**ABOUT THIS EXERCISE**
Leaving out the pictures, restate each record below word for word.

**PROVIDED DATA**
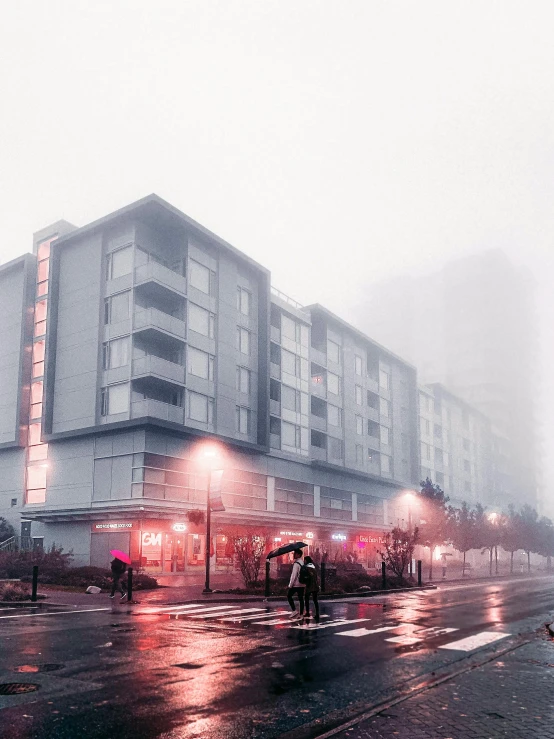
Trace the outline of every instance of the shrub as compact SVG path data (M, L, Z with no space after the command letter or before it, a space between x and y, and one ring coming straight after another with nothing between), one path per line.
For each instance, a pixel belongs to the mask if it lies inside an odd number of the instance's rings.
M25 577L33 574L33 565L39 566L41 577L56 575L65 572L73 552L64 554L62 547L52 544L47 551L41 549L32 552L0 552L0 577Z
M0 584L0 601L30 600L31 591L20 582Z
M29 581L30 576L22 578ZM112 575L110 570L103 567L71 567L65 572L50 572L44 575L39 570L39 583L44 585L69 585L76 588L88 588L95 585L102 590L109 590L112 586ZM149 575L133 572L133 590L152 590L158 587L158 581Z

**EXPECTED ANSWER**
Trace the outline of every instance of the shrub as compact SVG path data (M, L, Z with no space after the command letter or before it, a space between x and y, and one ring coming straight after another with nothing between), one path per line.
For each instance, a pixel belongs to the mask if it lies inside an odd number of the instance's rings.
M25 577L33 574L33 565L39 566L41 577L56 575L65 572L73 552L64 554L62 547L52 544L47 551L41 549L32 552L0 552L0 577Z
M0 584L0 601L30 600L31 591L20 582Z
M29 581L30 576L22 578ZM112 575L110 570L103 567L71 567L65 572L50 572L44 575L39 570L39 583L44 585L69 585L76 588L88 588L95 585L102 590L109 590L112 586ZM149 575L133 572L133 590L152 590L158 587L158 581Z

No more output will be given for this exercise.